Para Hegel  "el espíritu que se ha emancipado de la naturaleza para volverse hacia sí mismo como espíritu subjetivo (tesis), y que luego ha creado un mundo humano objetivo (antítesis) –especie de segunda naturaleza- en el derecho, la moral y el Estado, tiene que regresar hacia sí en un movimiento que supere a la vez la subjetividad y la objetividad: es el espíritu absoluto (síntesis), el espíritu definitivamente reconciliado consigo mismo", espíritu que, según él, se manifiesta en el Estado moderno. Pero el Estado, por muy moderno que sea, nunca dejará de ser una parte de la dimensión sociopolítica del hombre, una dimensión entre muchas otras, aunque esté llamado a jugar un papel de protagonista en el escenario global de la vida humana. Por otro lado, no deberíamos olvidar que el espíritu también es, en sí mismo, ser y naturaleza, y que la potencialidad que dimana de su condición de tal no lo lleva a crear un “mundo humano” como antítesis, sino solo a crecer o mejorar en su propio ámbito, cosa que logrará no en el reto que supondría la antítesis de la cultura engendrada, sino al amparo del ímpetu consubstancial de mejora que lo incita a la propia consumación. Es este ímpetu el que nos hace crecer en todas las dimensiones, no el reto de antítesis que se subsume o se sacrifica en pro de una síntesis salvadora.

TAREA PROPUESTA 1:
Responde a partir del fragmento sobre el espíritu en Hegel:
(a) Según Hegel, ¿en qué se manifiesta el espíritu?
(b) En la cita, ¿dónde crea el espíritu un mundo humano objetivo?
(c) De acuerdo con el fragmento, ¿qué nos hace crecer en todas las dimensiones?
El fragmento y las entradas no guardan relación entre sí.

[Entradas guardadas]
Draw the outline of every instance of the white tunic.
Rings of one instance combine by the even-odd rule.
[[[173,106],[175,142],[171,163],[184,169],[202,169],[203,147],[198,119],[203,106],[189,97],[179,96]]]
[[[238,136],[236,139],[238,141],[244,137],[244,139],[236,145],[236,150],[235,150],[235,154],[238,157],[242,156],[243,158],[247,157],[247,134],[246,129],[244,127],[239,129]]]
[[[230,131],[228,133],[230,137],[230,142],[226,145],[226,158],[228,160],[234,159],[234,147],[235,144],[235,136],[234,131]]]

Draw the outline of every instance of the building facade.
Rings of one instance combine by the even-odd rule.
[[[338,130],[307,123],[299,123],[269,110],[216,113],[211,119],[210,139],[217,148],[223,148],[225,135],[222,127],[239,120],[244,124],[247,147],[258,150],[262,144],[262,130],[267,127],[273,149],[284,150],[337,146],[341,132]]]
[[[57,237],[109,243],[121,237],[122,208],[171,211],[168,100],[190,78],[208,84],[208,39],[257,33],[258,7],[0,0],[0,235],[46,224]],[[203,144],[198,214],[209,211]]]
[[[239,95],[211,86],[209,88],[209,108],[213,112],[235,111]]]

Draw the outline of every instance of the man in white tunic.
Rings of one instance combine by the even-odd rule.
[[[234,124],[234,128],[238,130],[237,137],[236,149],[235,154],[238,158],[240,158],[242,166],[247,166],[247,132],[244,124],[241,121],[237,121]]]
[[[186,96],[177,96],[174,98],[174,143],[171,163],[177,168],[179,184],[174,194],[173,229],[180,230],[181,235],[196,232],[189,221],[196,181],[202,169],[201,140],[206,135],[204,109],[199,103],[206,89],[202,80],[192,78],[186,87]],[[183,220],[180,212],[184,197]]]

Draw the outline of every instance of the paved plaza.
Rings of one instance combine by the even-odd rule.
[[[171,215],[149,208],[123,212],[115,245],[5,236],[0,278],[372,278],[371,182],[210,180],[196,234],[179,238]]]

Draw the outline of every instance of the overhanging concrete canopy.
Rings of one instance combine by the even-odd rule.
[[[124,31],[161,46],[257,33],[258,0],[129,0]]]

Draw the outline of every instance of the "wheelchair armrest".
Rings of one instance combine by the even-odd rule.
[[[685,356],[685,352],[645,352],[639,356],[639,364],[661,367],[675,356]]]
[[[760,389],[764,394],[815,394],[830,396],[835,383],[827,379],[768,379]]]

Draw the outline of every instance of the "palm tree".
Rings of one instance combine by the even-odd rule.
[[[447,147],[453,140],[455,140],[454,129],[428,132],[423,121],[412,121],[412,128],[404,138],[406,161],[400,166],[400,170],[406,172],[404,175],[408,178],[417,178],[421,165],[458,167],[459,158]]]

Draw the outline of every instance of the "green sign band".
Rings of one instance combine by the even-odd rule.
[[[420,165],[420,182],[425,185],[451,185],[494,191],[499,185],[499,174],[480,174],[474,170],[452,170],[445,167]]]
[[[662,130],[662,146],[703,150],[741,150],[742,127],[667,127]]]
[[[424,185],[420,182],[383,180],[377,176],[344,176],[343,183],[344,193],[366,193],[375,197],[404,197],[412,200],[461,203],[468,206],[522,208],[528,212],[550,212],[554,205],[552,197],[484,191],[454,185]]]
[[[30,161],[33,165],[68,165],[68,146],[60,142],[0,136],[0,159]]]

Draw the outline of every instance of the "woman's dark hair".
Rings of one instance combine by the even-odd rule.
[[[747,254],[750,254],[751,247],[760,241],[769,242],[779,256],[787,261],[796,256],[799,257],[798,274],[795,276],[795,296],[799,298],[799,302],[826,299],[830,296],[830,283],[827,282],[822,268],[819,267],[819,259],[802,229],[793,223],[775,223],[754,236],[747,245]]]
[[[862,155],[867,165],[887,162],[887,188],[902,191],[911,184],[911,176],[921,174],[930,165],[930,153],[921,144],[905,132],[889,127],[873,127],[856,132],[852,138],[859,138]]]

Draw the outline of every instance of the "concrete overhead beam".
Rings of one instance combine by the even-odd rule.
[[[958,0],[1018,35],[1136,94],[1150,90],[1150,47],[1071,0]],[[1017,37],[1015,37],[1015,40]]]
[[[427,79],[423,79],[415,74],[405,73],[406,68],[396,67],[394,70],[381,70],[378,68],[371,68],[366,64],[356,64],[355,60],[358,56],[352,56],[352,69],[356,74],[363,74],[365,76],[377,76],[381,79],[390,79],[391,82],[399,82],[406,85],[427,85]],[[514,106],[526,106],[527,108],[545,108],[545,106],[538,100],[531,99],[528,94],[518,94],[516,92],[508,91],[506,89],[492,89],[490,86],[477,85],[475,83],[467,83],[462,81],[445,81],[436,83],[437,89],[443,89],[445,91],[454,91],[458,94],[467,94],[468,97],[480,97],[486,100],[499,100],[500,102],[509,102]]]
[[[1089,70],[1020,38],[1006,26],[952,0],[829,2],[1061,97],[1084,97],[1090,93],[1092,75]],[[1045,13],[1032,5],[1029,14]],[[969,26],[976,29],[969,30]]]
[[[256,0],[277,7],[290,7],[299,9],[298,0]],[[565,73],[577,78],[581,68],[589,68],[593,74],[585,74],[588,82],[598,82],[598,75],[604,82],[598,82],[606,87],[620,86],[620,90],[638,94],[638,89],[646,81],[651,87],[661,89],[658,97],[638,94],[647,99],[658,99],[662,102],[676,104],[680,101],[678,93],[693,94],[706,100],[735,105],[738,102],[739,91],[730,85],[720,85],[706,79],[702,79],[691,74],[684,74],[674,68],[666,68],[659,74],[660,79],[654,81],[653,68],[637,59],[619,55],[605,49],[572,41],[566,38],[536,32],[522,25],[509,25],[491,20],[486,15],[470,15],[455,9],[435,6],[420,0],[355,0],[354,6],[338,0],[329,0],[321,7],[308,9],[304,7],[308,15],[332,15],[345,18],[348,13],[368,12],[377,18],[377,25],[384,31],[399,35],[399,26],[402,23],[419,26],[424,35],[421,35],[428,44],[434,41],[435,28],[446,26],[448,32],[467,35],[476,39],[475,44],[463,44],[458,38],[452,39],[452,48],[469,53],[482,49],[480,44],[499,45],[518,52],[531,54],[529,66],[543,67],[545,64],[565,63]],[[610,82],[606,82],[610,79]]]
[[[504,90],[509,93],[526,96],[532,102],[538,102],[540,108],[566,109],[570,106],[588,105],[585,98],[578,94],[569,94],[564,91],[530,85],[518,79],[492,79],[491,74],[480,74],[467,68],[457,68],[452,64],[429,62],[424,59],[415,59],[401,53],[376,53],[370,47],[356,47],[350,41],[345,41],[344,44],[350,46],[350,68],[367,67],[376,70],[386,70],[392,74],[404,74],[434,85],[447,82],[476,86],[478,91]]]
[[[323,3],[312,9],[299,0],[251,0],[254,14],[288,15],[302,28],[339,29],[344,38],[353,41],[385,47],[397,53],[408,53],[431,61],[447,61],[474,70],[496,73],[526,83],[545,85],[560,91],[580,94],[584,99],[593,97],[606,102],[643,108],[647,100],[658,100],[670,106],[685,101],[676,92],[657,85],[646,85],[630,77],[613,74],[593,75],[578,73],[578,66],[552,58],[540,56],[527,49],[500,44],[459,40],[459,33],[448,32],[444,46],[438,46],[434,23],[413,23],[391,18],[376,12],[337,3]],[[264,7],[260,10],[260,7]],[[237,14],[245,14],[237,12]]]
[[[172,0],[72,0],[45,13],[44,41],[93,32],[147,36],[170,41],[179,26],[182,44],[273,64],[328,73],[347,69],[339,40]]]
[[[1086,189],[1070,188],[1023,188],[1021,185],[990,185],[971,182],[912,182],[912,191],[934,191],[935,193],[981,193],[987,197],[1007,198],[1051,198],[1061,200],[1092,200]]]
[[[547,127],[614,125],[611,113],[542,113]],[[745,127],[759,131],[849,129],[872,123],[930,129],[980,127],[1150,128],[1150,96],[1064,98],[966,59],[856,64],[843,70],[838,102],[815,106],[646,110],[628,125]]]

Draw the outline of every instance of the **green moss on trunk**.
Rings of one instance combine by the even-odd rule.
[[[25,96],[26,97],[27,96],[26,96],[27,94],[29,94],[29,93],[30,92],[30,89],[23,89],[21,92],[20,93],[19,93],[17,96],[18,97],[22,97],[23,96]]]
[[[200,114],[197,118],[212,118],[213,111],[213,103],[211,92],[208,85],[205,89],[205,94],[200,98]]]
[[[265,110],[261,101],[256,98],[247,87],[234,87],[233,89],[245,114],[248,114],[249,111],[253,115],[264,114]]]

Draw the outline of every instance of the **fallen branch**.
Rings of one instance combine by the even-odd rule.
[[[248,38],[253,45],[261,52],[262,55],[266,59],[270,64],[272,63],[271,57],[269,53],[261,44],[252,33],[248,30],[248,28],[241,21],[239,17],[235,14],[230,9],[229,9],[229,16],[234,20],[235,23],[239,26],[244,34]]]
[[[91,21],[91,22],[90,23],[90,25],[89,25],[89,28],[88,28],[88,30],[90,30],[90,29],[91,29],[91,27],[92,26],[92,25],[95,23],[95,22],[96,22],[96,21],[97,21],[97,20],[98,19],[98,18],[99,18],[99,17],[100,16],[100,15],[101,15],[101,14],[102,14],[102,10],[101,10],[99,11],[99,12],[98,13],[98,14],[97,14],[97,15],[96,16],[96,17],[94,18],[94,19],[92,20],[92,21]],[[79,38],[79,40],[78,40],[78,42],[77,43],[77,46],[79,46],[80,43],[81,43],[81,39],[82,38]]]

TAREA PROPUESTA 2: Traslada las coordenadas de las entradas sumando 131 a cada número de las respuestas. Empieza en la línea que contiene "Draw the outline of every instance of the **fallen" y termina al final de las entradas, incluyendo ambos extremos y reproduciendo también las instrucciones sin cambios.

SOLUCIÓN 1:
(a) En el Estado moderno.
(b) En el derecho, la moral y el Estado.
(c) El ímpetu consubstancial de mejora que incita al espíritu a la propia consumación.

SOLUCIÓN 2:
Draw the outline of every instance of the **fallen branch**.
Rings of one instance combine by the even-odd rule.
[[[379,169],[384,176],[392,183],[393,186],[397,190],[401,195],[403,194],[402,188],[400,184],[392,175],[383,164],[379,161],[379,159],[372,152],[370,148],[366,145],[361,140],[360,140],[360,147],[365,151],[366,154],[370,157],[375,165]]]
[[[222,152],[222,153],[221,154],[221,156],[220,156],[220,159],[219,159],[219,161],[221,161],[221,160],[222,160],[222,158],[223,157],[223,156],[226,154],[226,153],[227,153],[227,152],[228,152],[228,151],[229,150],[229,149],[230,149],[230,148],[231,147],[231,146],[232,146],[232,145],[233,145],[233,141],[232,141],[230,142],[230,143],[229,144],[229,145],[228,145],[228,146],[227,147],[227,148],[225,149],[225,150],[223,151],[223,152]],[[210,169],[210,171],[209,171],[209,173],[208,174],[208,177],[210,177],[211,174],[212,174],[212,170],[213,169]]]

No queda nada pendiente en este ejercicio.